-- EXTRACT PROVIDED --
-.-.-

By Megan Dreher & C. Garrett Keidel, Asst. Editor & Staff Writer
Summer is a time where students are finally able to be at home with family and friends. But for six Manhattan College students, that welcoming “home” environment was almost 5,000 miles away.
“In a country where we have everything, and even though their standard of living is lower, they’re just so happy with what they have and with each other,” said Mattison Thrall, one of the students to attend the trip.
Under the instruction of associate religious studies professor Jawanza Clark, Ph.D., these students immersed themselves into a culture of hospitality and tolerance while studying abroad in Ghana from May 30 to June 13.
For two weeks, these students not only learned about African Christianity in a classroom-based religion course, but they also had the opportunity to experience the rich history of the country through exploration and conversation with its people.
“We were examining how colonial Christianity or missionary Christianity has impacted the culture,” Clark said. “The point was to examine the impact that European Christianity had on how the people themselves view not just Christianity but their own traditions. There’s this long legacy of Christianity holding a judgement on traditional African religions, viewing them as savagery, as inferior, as heathen religions, as pagan and all of those negative terms, and so really what the course is trying to do is to reconcile that history.”
The students ventured from Accra, the capital of Ghana, to Cape Coast and finally to Kumasi.
Jon Graham, class of 2020, said that the submersion into the culture was a key element of the trip as a whole.
“Most of the learning was visiting museums or historical sites or other experiences, and our teacher would really go into depth on the significance of where we were and how that pertained to the class. It was really about listening and taking it in,” he said.
In addition to learning about the historical elements of Ghana and African Christianity, the students found the personal connections to be the most memorable. Some of these connections began while the students attended a service at the Etherean Mission Church in Accra.
Mattison Thrall, class of 2019, found that the hospitality of the Ghanaians posed as a learning experience.
“In regards to the actual study away I think going to the church and being involved in their service was the best thing that he could have done for us to learn,” she said. “We were just immersed in their culture and they were all so friendly and it was so different than any type of service that I’ve ever gone to and it made it that much cooler.”
Graham agreed with Thrall’s sentiments, stating that the most memorable aspects of the trip was the country’s welcoming arms and hospitable nature.
“I thought the church was my favorite part as well. It wasn’t even just about the spirituality, it was more that you could see the huge community of people that cared for each other and welcomed us too. When we went there, they took time to have us all come up and introduce ourselves. We got hugged a lot,” he said.
As the hospitality amazed the students, the tolerance amongst the Ghanaians was a refreshing takeaway for the MC students as well.

-.-.-

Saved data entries
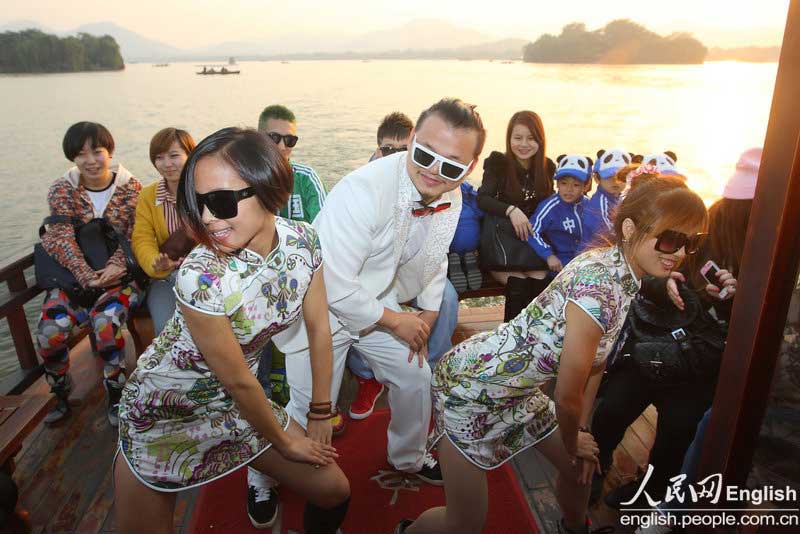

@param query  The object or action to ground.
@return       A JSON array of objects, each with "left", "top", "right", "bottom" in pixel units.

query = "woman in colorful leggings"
[{"left": 36, "top": 122, "right": 142, "bottom": 426}]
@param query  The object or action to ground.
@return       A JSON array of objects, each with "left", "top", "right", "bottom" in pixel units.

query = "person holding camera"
[
  {"left": 131, "top": 128, "right": 195, "bottom": 337},
  {"left": 592, "top": 154, "right": 761, "bottom": 508},
  {"left": 36, "top": 122, "right": 142, "bottom": 426}
]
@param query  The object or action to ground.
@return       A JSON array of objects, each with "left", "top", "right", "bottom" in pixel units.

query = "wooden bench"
[
  {"left": 0, "top": 393, "right": 56, "bottom": 520},
  {"left": 458, "top": 271, "right": 505, "bottom": 300}
]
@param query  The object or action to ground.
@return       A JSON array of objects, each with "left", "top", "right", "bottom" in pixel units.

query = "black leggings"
[{"left": 592, "top": 362, "right": 714, "bottom": 499}]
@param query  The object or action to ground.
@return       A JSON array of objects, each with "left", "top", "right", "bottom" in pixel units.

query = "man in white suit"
[{"left": 275, "top": 99, "right": 486, "bottom": 485}]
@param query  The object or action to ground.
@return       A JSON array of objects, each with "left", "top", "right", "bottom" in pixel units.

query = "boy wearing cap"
[
  {"left": 583, "top": 149, "right": 633, "bottom": 248},
  {"left": 528, "top": 155, "right": 592, "bottom": 273}
]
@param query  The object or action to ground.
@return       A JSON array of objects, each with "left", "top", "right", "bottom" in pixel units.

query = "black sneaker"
[
  {"left": 103, "top": 373, "right": 125, "bottom": 426},
  {"left": 44, "top": 375, "right": 72, "bottom": 425},
  {"left": 247, "top": 486, "right": 278, "bottom": 529},
  {"left": 394, "top": 519, "right": 414, "bottom": 534},
  {"left": 464, "top": 252, "right": 483, "bottom": 291},
  {"left": 415, "top": 452, "right": 444, "bottom": 486},
  {"left": 447, "top": 252, "right": 467, "bottom": 293}
]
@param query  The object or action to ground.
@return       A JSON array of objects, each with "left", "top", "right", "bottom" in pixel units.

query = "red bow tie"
[{"left": 411, "top": 202, "right": 450, "bottom": 217}]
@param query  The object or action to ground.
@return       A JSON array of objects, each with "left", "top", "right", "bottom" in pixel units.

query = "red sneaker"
[{"left": 350, "top": 377, "right": 383, "bottom": 419}]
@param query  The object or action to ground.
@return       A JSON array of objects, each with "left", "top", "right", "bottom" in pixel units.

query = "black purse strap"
[{"left": 39, "top": 215, "right": 138, "bottom": 272}]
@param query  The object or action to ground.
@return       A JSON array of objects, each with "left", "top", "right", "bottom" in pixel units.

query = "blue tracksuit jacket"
[
  {"left": 528, "top": 193, "right": 586, "bottom": 265},
  {"left": 583, "top": 187, "right": 619, "bottom": 245}
]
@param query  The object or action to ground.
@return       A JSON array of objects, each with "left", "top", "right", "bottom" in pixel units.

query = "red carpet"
[{"left": 190, "top": 410, "right": 538, "bottom": 534}]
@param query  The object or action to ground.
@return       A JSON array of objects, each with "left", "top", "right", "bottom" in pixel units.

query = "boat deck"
[{"left": 14, "top": 306, "right": 656, "bottom": 533}]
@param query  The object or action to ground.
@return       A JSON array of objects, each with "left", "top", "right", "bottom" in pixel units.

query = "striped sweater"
[{"left": 42, "top": 165, "right": 142, "bottom": 287}]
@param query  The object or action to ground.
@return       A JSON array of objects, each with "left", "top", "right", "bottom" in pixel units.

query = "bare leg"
[
  {"left": 114, "top": 453, "right": 175, "bottom": 534},
  {"left": 250, "top": 420, "right": 350, "bottom": 508},
  {"left": 406, "top": 437, "right": 489, "bottom": 534},
  {"left": 535, "top": 429, "right": 591, "bottom": 530}
]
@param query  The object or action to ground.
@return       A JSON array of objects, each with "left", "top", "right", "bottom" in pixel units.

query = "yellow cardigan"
[{"left": 131, "top": 179, "right": 172, "bottom": 278}]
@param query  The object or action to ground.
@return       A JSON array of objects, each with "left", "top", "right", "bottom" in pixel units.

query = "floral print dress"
[
  {"left": 430, "top": 247, "right": 640, "bottom": 469},
  {"left": 119, "top": 217, "right": 322, "bottom": 491}
]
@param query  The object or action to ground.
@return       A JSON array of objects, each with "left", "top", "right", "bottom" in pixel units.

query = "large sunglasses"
[
  {"left": 267, "top": 132, "right": 300, "bottom": 148},
  {"left": 411, "top": 135, "right": 475, "bottom": 182},
  {"left": 380, "top": 146, "right": 408, "bottom": 157},
  {"left": 656, "top": 230, "right": 708, "bottom": 254},
  {"left": 195, "top": 187, "right": 256, "bottom": 219}
]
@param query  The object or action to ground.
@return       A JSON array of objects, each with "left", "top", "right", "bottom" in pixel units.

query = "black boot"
[
  {"left": 503, "top": 276, "right": 531, "bottom": 323},
  {"left": 44, "top": 374, "right": 72, "bottom": 425},
  {"left": 303, "top": 497, "right": 350, "bottom": 534}
]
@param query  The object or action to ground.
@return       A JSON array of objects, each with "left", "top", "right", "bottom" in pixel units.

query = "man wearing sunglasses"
[
  {"left": 369, "top": 111, "right": 414, "bottom": 161},
  {"left": 258, "top": 105, "right": 327, "bottom": 223},
  {"left": 280, "top": 99, "right": 486, "bottom": 485},
  {"left": 250, "top": 105, "right": 328, "bottom": 528},
  {"left": 347, "top": 111, "right": 462, "bottom": 430}
]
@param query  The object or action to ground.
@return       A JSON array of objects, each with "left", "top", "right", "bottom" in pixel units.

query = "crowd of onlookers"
[{"left": 31, "top": 100, "right": 780, "bottom": 533}]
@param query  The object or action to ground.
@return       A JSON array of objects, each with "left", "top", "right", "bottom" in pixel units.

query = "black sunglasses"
[
  {"left": 380, "top": 146, "right": 408, "bottom": 157},
  {"left": 656, "top": 230, "right": 708, "bottom": 254},
  {"left": 195, "top": 187, "right": 256, "bottom": 219},
  {"left": 267, "top": 132, "right": 300, "bottom": 148}
]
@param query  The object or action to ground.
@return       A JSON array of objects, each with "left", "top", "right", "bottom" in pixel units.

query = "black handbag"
[
  {"left": 33, "top": 215, "right": 148, "bottom": 308},
  {"left": 621, "top": 285, "right": 727, "bottom": 385},
  {"left": 480, "top": 215, "right": 548, "bottom": 271}
]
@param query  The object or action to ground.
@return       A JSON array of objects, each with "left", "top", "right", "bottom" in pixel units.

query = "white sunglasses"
[{"left": 411, "top": 135, "right": 475, "bottom": 182}]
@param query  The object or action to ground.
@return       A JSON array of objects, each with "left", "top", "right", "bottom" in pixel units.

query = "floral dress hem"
[
  {"left": 427, "top": 423, "right": 558, "bottom": 471},
  {"left": 117, "top": 417, "right": 292, "bottom": 493}
]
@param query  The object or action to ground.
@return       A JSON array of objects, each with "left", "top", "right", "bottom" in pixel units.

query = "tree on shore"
[
  {"left": 523, "top": 19, "right": 708, "bottom": 64},
  {"left": 0, "top": 29, "right": 125, "bottom": 73}
]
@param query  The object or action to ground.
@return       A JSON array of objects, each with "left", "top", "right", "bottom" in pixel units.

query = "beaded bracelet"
[{"left": 306, "top": 412, "right": 336, "bottom": 421}]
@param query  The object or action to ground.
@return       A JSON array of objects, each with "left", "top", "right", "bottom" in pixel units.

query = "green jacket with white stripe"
[{"left": 278, "top": 161, "right": 328, "bottom": 224}]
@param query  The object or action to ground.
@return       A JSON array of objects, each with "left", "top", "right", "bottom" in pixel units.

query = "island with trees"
[
  {"left": 523, "top": 19, "right": 708, "bottom": 65},
  {"left": 0, "top": 29, "right": 125, "bottom": 73}
]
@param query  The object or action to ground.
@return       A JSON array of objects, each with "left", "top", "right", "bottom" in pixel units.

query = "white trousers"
[{"left": 286, "top": 328, "right": 431, "bottom": 472}]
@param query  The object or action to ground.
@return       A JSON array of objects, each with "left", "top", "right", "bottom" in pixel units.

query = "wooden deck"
[{"left": 14, "top": 306, "right": 655, "bottom": 533}]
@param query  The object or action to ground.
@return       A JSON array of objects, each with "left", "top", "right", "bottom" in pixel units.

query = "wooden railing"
[
  {"left": 0, "top": 249, "right": 149, "bottom": 395},
  {"left": 0, "top": 253, "right": 44, "bottom": 395}
]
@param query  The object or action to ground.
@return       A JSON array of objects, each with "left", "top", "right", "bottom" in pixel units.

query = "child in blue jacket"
[
  {"left": 528, "top": 155, "right": 592, "bottom": 272},
  {"left": 583, "top": 149, "right": 633, "bottom": 248},
  {"left": 447, "top": 181, "right": 484, "bottom": 293}
]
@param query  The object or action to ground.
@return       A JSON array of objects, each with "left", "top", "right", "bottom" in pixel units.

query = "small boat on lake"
[{"left": 196, "top": 67, "right": 241, "bottom": 76}]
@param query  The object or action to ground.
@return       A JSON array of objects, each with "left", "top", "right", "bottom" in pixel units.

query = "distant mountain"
[
  {"left": 524, "top": 19, "right": 708, "bottom": 65},
  {"left": 72, "top": 22, "right": 180, "bottom": 62},
  {"left": 0, "top": 20, "right": 58, "bottom": 34},
  {"left": 706, "top": 46, "right": 781, "bottom": 63},
  {"left": 0, "top": 19, "right": 526, "bottom": 62},
  {"left": 344, "top": 19, "right": 495, "bottom": 52}
]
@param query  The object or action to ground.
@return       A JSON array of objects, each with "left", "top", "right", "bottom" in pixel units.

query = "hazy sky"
[{"left": 0, "top": 0, "right": 789, "bottom": 48}]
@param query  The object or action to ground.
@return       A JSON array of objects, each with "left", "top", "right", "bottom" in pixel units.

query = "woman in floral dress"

-.-.-

-- WHAT IS NEEDED --
In the article on the Ghana study trip, on what dates were the students studying abroad in Ghana?

-- EXPECTED ANSWER --
From May 30 to June 13.